++++ ENTRIES PROVIDED

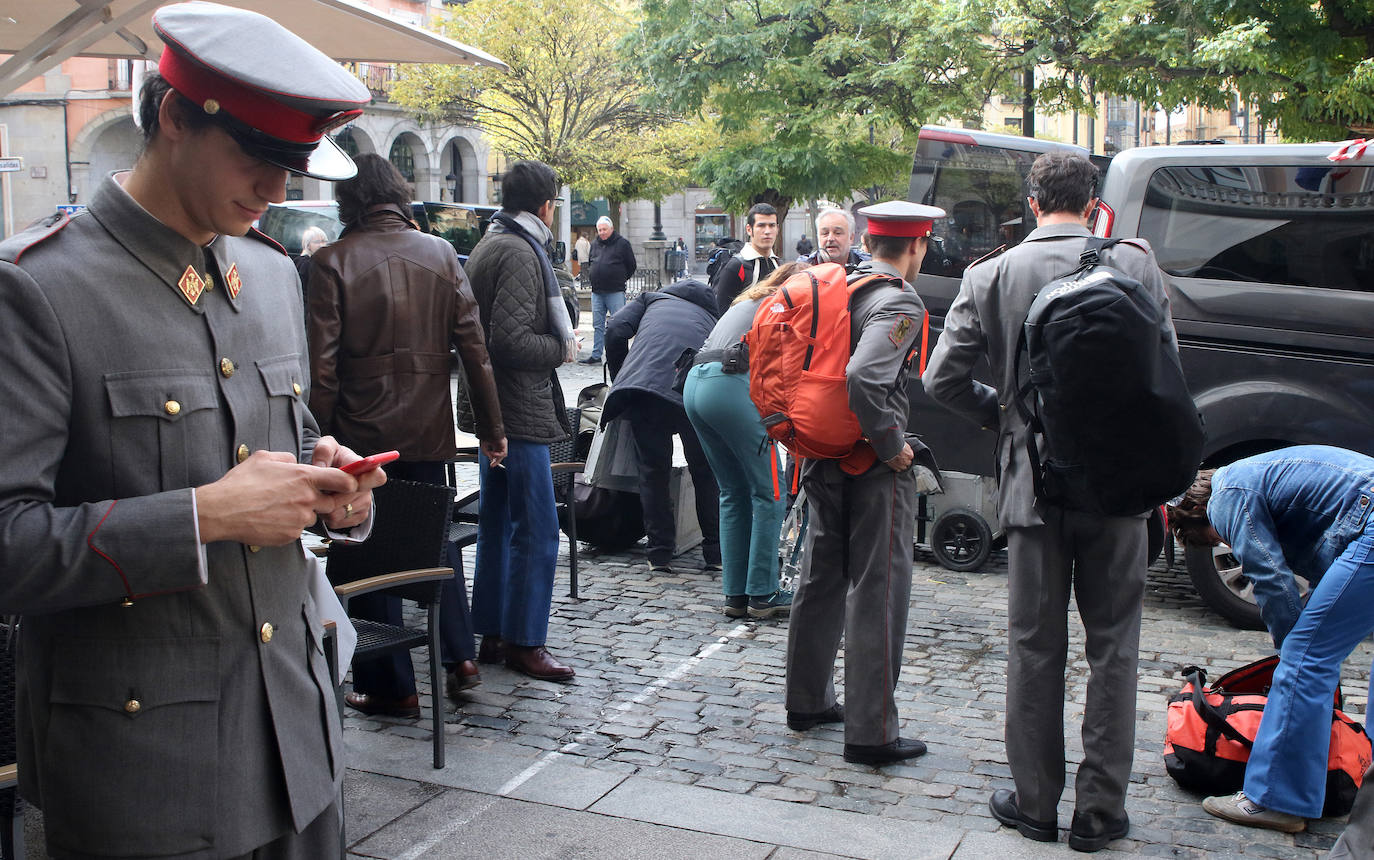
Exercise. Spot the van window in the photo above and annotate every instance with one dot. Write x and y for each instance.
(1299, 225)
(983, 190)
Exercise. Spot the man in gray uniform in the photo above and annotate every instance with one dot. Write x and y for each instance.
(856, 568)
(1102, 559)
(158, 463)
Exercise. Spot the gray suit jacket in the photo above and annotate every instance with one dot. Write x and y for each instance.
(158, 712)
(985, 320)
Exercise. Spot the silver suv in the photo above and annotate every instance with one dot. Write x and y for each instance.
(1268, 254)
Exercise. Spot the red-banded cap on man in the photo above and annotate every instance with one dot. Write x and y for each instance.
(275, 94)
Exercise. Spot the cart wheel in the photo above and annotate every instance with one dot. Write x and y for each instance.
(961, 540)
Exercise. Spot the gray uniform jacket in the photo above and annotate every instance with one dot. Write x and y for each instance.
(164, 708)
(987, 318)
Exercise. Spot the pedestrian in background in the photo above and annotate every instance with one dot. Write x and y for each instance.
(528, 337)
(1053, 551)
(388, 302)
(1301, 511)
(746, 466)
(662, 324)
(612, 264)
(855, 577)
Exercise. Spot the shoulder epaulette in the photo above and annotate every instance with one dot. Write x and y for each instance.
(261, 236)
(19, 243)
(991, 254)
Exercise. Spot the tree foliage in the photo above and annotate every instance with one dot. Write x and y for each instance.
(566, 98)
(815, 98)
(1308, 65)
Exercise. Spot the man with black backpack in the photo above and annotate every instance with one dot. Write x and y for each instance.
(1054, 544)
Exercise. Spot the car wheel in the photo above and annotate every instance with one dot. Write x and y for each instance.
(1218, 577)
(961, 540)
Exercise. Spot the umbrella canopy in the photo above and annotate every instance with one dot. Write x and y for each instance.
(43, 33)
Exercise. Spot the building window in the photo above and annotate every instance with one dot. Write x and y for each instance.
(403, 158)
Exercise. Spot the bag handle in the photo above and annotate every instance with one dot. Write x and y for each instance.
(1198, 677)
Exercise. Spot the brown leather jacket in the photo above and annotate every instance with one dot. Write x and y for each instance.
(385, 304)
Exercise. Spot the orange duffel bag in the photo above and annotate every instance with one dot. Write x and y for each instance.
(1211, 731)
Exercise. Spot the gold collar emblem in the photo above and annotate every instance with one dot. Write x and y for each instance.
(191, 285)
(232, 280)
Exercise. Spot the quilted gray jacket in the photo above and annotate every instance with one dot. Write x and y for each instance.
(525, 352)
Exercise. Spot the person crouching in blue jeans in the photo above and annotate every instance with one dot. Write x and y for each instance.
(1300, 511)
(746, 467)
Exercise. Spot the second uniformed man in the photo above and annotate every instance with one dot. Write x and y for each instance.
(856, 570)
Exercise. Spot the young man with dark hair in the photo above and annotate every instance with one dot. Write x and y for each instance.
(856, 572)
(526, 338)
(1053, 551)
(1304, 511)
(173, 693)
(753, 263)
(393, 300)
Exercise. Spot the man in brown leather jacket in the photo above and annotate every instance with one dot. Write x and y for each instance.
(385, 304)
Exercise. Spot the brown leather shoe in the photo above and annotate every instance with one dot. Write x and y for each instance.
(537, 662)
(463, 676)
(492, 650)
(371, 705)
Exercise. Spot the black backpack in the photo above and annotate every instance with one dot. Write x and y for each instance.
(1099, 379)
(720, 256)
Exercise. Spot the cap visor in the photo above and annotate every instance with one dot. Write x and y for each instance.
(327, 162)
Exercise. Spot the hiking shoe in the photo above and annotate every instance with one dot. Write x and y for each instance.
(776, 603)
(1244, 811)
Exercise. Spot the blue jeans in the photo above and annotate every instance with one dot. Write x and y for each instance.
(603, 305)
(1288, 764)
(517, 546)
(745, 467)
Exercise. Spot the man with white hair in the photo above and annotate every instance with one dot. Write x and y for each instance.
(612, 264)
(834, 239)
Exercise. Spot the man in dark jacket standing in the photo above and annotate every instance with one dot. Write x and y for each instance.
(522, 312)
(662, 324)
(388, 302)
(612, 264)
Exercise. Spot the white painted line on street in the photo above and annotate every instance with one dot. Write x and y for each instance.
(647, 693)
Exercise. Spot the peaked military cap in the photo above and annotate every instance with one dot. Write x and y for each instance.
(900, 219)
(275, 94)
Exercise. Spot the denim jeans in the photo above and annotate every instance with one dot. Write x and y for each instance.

++++++++

DIRECTION>
Rewrite the lines from the line with "Exercise. Spot the cart" to the line with "(1198, 677)", substituting "tire" for "wheel" wherever it occurs and leaving everything else as it is. Give only those lines.

SOLUTION TO THIS EXERCISE>
Exercise. Spot the cart tire in the photo above and annotate every instance with one dot. Write x and y for each instance.
(961, 540)
Exercise. Spot the gray uniform jacket in the photo above and annotate every instance with one dot. Write x and y for each instance.
(164, 708)
(987, 318)
Exercise. Spot the pedestrian in background in the photo above and annotate every instance with one dot. Write x and y for each instance.
(528, 337)
(1053, 551)
(388, 302)
(1301, 511)
(746, 466)
(662, 324)
(612, 264)
(855, 577)
Exercise. Spot the shoulder epaulette in the photo above and annotate every instance with one dot. Write x and y for each instance.
(261, 236)
(19, 243)
(991, 254)
Exercise. Spot the tree foliage in the photo above and annotate every instance with one dot. Write x and y for each instance.
(566, 98)
(815, 98)
(1308, 65)
Exercise. Spot the man with black backpack in the photo above and annotate every instance with one dot. Write x and y for each instance.
(1054, 544)
Exercise. Spot the car tire in the photo above and annotate every instance with one dot. Write x and y for each instance.
(1218, 577)
(961, 540)
Exercise. Spot the umbrella canopy in the photo above and annotate every instance with one dot. Write x and y for each instance.
(43, 33)
Exercise. Spot the building window in the photo above and annotate every instance with one dot. Write x and y for each instance.
(403, 158)
Exercise. Spot the bag handle in the photo above and annotate every instance with one dot. Write x and y for each instance.
(1198, 677)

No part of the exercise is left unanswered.